### Study text
Shoot two portals onto a flat surface and walk through one to appear out the other. This reasonably straightforward game premise is destined to go down alongside "form horizontal lines to make blocks disappear" and "avoid missing ball for high score" as one of the most deviously, deceptively simple in the medium's history.
But unlike Tetris and Pong, where the simplicity of the game rules ensured instant mastery, Portal's richest puzzling gameplay only really begins at those brick wall, progression-stopper moments where most other games grind to a halt, which is itself a bit of a perspective paradox. A shame, then, that those moments only begin to appear about three quarters of the way through the game's 19 training tests. But there is plenty to admire before you get there.
Although a science testing facility is hardly the most imaginative setting for a game like Portal, the drab labs and white-tiled walls of Aperture Science belie an engaging and entertaining atmosphere, ensured primarily by the robotic female narrator, GLaDOS, who guides you through the tests. Through her hopeless attempts to inject humour and humanity into the testing despite her dense corporate-speak and exaggeratedly broken photo-booth voice, the show-stealing GLaDOS (already achieving a notoriety that threatens to overshadow the portal mechanic) ironically does succeed in injecting humour and humanity into Portal. Skilfully appropriating the ‘robot with logical emotions' archetype, she soon becomes the deadpan conduit for just about any kind of humour Valve wish to throw into the mix, be it a boorish reference to organ donation, a sly gaming euphemism ("unstationary scaffold" gets my vote) or a totally incongruous Smash TV sample.

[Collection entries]
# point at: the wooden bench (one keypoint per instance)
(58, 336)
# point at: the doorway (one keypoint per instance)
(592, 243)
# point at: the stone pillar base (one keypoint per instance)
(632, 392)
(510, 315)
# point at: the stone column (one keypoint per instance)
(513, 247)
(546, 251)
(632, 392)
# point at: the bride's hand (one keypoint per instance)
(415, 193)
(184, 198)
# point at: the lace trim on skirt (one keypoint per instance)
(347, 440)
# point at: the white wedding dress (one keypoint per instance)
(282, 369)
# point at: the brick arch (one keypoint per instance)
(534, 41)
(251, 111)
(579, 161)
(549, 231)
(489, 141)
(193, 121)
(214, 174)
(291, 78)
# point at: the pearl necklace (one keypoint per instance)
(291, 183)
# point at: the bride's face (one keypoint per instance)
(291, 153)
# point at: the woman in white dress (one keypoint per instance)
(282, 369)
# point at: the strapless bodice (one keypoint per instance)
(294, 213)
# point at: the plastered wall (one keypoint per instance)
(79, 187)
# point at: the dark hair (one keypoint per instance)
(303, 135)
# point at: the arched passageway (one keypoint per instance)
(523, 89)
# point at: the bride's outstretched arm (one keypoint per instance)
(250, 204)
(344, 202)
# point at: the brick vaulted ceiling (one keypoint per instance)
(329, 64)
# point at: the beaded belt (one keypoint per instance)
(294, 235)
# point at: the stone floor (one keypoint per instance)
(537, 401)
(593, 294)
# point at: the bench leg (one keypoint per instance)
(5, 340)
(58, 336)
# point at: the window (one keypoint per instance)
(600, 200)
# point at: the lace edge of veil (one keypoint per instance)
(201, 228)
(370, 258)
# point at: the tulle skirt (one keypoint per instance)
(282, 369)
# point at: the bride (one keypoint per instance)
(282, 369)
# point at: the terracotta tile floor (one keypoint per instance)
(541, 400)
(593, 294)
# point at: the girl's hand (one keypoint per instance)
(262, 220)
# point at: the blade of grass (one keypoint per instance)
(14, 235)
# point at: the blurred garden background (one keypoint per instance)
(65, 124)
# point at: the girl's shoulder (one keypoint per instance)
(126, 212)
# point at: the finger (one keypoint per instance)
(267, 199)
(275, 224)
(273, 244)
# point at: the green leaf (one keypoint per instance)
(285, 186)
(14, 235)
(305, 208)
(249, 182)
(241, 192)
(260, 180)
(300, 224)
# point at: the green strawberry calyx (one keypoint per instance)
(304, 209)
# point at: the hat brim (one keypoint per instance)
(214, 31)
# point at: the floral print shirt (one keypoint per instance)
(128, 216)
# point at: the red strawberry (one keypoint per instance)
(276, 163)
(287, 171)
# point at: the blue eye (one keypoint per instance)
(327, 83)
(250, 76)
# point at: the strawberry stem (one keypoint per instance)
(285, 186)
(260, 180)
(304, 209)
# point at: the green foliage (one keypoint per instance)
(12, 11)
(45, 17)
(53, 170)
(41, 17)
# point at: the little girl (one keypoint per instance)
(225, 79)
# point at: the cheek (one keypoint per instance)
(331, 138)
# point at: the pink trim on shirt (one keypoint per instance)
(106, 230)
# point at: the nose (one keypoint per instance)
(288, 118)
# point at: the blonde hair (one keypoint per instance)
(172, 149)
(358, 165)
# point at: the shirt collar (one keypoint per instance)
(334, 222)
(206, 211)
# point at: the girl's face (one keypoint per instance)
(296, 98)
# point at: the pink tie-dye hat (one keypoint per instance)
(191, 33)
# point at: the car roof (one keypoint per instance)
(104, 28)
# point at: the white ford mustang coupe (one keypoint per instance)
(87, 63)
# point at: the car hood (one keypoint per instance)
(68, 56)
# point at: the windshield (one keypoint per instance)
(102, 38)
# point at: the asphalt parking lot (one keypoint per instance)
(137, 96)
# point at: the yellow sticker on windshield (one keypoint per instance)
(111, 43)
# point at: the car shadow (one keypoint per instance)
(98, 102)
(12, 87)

### Activity list
**A)** List the kinds of humor that the Portal text says GLaDOS delivers.
**B)** Write out the stretch of the Portal text from "Shoot two portals" through "you get there.", word for word.

### Responses for each task
**A)**
- a boorish reference to organ donation
- a sly gaming euphemism ("unstationary scaffold")
- a totally incongruous Smash TV sample

**B)**
Shoot two portals onto a flat surface and walk through one to appear out the other. This reasonably straightforward game premise is destined to go down alongside "form horizontal lines to make blocks disappear" and "avoid missing ball for high score" as one of the most deviously, deceptively simple in the medium's history.
But unlike Tetris and Pong, where the simplicity of the game rules ensured instant mastery, Portal's richest puzzling gameplay only really begins at those brick wall, progression-stopper moments where most other games grind to a halt, which is itself a bit of a perspective paradox. A shame, then, that those moments only begin to appear about three quarters of the way through the game's 19 training tests. But there is plenty to admire before you get there.